** Quoted passage **
Today, I’m feeling it. The untangling after a particularly intense shift on all levels. I walked into a shift with a family whose child had taken a big turn for the worse and they had no guarantees that moving forward with certain procedures and therapies would turn things around for the better. We could only offer the best medical explanations and statistics to help them make their choices, and then my hands as a nurse moved forward with my role in these procedures and therapies, asking God for the grace to do my work well. Keep track of every detail I am responsible for. Ask for the help I cannot be too proud to ask for. Stay on my feet in a highly charged environment when I’ve already been on my feet for nine hours and still have a few to go. Feel the stress and fear but maintain a calm demeanor despite all my own anxieties. A thousand tasks, lab values, new orders, vital signs, potential subtle changes in my patient condition, and a family’s delicate emotional state to keep track of and tend to. I slept nine hours last night and yet I still feel like an exhausted train wreck. A big part of me just wants to nap and not think, but this patient and family stay on my mind. I refuse to shut myself out from what goes on in my heart when I can feel the rumblings on a deeper, semi-conscious level how sad my work can make me. It’s important to pay attention and to let some of that processing happen.

The determination to be the nurse I want to be for the long haul involves a commitment to let the hard things get to me without making my own heart hard. I cannot care for a family in true empathy without letting myself feel a bit of what they feel, question what they are questioning, fear what they are fearing, hope what they are hoping. They are the hard feelings, the hard questions, the hard fears, and the hardest hopes to define. It is incredibly challenging to let myself enter into that place, let myself process through it, and then learn to let myself out of that place to try to function as a normal human being with my own normal healthy children at home. Because the very odd position as a PICU nurse is that I know things are profoundly in God’s hands, and yet I feel profoundly responsible for my work and role, and I have reverence for the fact that an error, delay or pure neglect on my end could mean life or death in some situations. It’s the strangest position of not being in control and yet feeling so responsible to be in control.

I work in a world where life can be hard to the point where death is sometimes the better choice. The untangling is messy. Clarity can be elusive. Hope is real. God is good. As a nurse, I’m learning to work and live in all of this.

Data pulled from a collection
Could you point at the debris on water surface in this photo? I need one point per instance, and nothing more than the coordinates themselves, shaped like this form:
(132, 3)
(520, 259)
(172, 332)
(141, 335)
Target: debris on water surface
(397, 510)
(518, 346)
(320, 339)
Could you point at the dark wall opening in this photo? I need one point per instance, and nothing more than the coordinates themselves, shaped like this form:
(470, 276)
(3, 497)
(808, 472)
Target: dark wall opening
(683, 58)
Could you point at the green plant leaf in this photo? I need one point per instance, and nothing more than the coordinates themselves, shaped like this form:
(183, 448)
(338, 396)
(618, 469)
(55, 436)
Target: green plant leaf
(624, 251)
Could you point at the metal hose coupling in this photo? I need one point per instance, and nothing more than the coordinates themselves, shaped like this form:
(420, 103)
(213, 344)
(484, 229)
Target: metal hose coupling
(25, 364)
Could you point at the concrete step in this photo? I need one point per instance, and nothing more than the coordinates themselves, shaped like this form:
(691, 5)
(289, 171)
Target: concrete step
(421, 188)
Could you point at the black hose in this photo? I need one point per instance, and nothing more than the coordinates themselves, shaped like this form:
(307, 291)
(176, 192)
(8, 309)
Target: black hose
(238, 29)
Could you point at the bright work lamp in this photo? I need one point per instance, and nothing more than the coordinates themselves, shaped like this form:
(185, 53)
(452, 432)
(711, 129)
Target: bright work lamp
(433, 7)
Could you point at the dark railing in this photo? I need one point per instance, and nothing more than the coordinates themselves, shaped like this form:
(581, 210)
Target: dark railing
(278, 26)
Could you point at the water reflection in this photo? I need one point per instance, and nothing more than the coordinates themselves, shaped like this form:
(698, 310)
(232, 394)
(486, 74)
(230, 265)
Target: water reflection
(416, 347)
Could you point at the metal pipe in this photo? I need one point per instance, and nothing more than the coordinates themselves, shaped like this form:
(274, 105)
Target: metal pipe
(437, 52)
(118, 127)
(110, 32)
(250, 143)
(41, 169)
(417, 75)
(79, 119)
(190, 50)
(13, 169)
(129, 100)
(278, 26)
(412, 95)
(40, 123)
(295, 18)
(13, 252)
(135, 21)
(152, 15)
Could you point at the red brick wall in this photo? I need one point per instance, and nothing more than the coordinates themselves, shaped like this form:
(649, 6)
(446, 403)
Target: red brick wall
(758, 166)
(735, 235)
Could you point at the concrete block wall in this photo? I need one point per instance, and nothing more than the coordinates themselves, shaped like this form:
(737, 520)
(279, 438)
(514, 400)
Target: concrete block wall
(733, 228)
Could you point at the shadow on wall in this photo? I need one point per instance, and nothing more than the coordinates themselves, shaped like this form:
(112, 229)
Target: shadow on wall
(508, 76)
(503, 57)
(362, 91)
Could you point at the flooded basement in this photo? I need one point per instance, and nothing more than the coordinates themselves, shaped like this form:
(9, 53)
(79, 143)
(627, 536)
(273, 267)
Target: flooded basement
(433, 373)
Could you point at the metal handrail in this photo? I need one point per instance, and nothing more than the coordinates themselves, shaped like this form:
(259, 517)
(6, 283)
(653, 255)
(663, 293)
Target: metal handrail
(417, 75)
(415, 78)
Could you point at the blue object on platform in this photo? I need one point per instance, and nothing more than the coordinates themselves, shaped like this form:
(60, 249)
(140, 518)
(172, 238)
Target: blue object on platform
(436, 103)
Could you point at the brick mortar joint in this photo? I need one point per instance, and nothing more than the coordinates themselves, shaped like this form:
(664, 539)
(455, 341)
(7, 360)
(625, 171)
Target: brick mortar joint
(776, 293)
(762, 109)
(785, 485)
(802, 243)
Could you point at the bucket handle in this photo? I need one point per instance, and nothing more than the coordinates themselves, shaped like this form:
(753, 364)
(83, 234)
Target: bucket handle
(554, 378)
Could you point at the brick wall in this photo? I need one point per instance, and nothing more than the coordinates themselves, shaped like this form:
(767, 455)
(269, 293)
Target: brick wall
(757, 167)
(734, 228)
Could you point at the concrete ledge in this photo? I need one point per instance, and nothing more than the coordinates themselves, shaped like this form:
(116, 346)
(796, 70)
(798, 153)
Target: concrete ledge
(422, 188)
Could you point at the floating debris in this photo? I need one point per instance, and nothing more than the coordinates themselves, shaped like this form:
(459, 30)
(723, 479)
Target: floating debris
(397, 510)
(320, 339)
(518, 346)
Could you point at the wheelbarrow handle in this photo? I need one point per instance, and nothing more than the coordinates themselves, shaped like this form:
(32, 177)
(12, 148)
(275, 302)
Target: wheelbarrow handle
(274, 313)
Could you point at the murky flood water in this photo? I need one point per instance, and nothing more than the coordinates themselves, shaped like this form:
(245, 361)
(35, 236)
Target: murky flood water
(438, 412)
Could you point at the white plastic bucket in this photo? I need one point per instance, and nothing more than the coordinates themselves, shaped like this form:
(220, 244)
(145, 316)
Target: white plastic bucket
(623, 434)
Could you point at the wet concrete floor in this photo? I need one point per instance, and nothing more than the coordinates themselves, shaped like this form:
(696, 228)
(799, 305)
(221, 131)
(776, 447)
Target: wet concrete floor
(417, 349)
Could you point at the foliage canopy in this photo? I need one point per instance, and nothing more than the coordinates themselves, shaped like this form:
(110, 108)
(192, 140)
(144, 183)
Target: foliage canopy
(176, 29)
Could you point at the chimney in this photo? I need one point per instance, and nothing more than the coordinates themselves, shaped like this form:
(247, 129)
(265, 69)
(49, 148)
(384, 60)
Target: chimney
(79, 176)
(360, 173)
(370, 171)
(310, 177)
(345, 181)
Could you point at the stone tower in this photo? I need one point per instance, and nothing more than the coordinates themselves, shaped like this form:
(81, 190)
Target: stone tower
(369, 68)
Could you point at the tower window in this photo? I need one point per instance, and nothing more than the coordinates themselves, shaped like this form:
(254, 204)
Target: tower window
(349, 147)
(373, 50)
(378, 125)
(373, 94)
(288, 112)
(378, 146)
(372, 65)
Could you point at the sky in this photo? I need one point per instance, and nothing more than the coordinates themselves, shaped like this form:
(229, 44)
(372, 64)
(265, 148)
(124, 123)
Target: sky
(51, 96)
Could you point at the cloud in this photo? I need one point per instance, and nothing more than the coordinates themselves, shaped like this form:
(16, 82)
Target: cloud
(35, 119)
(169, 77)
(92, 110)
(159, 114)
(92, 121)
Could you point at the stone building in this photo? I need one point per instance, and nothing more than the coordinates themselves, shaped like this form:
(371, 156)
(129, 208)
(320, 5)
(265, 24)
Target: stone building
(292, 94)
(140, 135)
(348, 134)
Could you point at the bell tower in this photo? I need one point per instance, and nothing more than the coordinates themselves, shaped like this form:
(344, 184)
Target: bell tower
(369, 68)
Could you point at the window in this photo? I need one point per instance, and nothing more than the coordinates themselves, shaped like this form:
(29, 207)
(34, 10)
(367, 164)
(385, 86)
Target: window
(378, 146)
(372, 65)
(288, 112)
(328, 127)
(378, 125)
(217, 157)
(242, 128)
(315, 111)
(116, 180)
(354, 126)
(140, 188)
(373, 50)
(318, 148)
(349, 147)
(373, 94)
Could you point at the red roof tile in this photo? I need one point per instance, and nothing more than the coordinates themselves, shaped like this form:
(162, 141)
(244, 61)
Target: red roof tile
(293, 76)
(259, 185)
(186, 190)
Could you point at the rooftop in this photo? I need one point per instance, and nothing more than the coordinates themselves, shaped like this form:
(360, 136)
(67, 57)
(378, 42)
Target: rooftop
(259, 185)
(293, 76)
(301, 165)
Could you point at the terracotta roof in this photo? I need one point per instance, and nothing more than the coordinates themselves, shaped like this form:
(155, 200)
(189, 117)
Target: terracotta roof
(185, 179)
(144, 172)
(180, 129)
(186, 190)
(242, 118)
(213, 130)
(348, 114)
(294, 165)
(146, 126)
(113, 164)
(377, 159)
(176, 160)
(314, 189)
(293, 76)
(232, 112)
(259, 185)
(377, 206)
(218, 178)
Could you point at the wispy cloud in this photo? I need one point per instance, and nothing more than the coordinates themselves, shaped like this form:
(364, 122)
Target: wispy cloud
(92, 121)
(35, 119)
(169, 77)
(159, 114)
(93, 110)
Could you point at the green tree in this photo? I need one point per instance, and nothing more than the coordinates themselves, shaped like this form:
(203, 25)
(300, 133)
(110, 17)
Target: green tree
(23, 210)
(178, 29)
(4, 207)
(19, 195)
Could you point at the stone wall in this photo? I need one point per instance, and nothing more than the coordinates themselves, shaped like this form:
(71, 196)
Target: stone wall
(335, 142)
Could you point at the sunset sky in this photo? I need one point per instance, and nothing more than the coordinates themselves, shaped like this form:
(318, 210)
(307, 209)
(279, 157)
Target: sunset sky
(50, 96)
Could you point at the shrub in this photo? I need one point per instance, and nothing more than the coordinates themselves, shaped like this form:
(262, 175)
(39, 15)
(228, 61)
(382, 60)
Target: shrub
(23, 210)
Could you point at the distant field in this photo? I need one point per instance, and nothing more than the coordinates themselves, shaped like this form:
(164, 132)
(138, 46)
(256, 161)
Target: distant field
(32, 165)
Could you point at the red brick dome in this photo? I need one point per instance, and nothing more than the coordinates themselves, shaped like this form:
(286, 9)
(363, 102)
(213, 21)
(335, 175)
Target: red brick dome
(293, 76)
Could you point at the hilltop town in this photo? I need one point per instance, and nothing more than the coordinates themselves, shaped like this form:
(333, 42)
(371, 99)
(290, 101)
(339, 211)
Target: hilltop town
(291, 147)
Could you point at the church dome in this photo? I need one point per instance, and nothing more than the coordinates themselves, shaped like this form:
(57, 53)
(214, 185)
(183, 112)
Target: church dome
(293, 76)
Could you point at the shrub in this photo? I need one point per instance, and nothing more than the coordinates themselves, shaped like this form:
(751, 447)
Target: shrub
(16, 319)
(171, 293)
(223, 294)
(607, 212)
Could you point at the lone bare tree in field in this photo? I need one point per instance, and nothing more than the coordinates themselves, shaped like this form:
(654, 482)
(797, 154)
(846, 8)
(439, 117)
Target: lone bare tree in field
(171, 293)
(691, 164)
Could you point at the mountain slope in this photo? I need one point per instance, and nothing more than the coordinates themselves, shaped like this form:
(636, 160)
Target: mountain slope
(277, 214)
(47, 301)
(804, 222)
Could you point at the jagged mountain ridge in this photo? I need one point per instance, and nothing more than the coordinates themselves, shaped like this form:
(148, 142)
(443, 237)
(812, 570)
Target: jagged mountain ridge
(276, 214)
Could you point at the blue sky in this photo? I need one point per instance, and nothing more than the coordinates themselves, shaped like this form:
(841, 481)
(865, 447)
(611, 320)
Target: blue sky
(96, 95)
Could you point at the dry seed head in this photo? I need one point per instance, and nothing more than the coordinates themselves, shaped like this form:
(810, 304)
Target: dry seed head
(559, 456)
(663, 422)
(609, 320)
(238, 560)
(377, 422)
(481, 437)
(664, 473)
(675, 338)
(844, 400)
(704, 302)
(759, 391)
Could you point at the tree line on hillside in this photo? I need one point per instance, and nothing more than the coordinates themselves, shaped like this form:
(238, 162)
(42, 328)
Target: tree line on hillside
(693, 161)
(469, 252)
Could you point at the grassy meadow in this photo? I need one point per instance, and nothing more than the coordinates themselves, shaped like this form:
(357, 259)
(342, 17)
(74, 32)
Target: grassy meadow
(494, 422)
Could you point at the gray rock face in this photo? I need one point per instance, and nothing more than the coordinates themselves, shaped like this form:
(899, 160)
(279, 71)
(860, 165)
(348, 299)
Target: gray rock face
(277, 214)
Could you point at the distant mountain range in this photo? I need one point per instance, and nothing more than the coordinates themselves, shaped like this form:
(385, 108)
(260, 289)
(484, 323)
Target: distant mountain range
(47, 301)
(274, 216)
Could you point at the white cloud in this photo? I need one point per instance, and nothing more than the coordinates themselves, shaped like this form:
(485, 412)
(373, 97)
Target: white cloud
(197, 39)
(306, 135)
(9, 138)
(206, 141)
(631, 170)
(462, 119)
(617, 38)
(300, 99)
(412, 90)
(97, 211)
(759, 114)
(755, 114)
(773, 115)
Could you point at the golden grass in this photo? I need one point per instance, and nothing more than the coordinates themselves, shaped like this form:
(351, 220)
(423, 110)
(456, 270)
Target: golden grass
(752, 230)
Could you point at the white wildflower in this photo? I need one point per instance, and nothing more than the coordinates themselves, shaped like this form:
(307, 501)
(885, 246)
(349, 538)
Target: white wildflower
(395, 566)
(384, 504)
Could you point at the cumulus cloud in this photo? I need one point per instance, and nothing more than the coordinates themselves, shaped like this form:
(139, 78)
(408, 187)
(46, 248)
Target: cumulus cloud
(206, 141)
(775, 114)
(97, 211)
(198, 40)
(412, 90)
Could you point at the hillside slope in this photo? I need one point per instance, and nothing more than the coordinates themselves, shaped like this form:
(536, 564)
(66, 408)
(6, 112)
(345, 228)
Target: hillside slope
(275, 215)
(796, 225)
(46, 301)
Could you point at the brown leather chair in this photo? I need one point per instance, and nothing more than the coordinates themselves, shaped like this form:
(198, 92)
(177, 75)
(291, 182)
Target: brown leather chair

** Directions for this task **
Retype the stretch of the PICU nurse's reflection from "I work in a" through "all of this." word for word.

** Answer space **
I work in a world where life can be hard to the point where death is sometimes the better choice. The untangling is messy. Clarity can be elusive. Hope is real. God is good. As a nurse, I’m learning to work and live in all of this.